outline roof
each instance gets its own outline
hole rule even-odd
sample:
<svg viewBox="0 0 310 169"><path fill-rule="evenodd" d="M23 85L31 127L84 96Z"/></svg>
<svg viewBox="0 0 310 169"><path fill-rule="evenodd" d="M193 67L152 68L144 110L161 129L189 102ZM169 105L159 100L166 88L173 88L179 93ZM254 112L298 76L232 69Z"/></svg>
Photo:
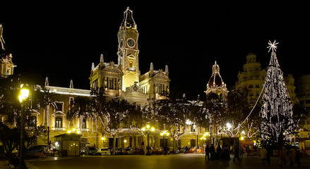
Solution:
<svg viewBox="0 0 310 169"><path fill-rule="evenodd" d="M7 56L10 54L8 46L6 44L6 42L4 42L4 37L2 37L3 30L4 29L2 25L0 24L0 56Z"/></svg>

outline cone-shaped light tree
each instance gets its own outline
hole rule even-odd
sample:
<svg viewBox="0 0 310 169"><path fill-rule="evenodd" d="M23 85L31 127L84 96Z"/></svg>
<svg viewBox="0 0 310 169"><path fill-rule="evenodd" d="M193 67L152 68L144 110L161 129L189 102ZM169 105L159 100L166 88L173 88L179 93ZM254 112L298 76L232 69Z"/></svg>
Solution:
<svg viewBox="0 0 310 169"><path fill-rule="evenodd" d="M268 48L272 53L260 113L261 133L263 144L282 146L292 139L295 126L289 92L275 54L278 44L275 40L268 43Z"/></svg>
========================
WHAT IS BEING ASKED —
Arrange every line of the records above as a Markdown table with the columns Row and Line, numbering the rows in order and omitting blank lines. Leave the pictures out of the table.

WRITTEN SOLUTION —
| Row | Line |
|---|---|
| 1 | outline roof |
| 2 | each instance gets its own outline |
| 3 | hole rule even-odd |
| 4 | sample: |
| 5 | <svg viewBox="0 0 310 169"><path fill-rule="evenodd" d="M23 85L31 127L84 96Z"/></svg> |
| 6 | <svg viewBox="0 0 310 169"><path fill-rule="evenodd" d="M193 67L152 68L144 110L161 129L189 102ZM169 105L159 100L166 88L173 88L179 93ZM254 112L298 76L232 69Z"/></svg> |
| 7 | Photo: |
| 8 | Solution: |
| 9 | <svg viewBox="0 0 310 169"><path fill-rule="evenodd" d="M7 56L10 54L8 46L6 44L6 42L4 42L4 37L2 37L3 30L4 29L2 25L0 24L0 56Z"/></svg> |
| 10 | outline cone-shaped light tree |
| 11 | each instance gets its own outline |
| 12 | hole rule even-odd |
| 13 | sample: |
| 14 | <svg viewBox="0 0 310 169"><path fill-rule="evenodd" d="M23 85L31 127L84 96Z"/></svg> |
| 15 | <svg viewBox="0 0 310 169"><path fill-rule="evenodd" d="M193 67L152 68L144 110L161 129L189 102ZM169 105L159 100L166 88L173 88L179 93ZM254 112L298 76L232 69Z"/></svg> |
| 16 | Solution: |
| 17 | <svg viewBox="0 0 310 169"><path fill-rule="evenodd" d="M268 48L272 53L260 113L261 133L263 144L282 146L292 139L295 126L289 92L275 54L278 44L275 40L268 43Z"/></svg> |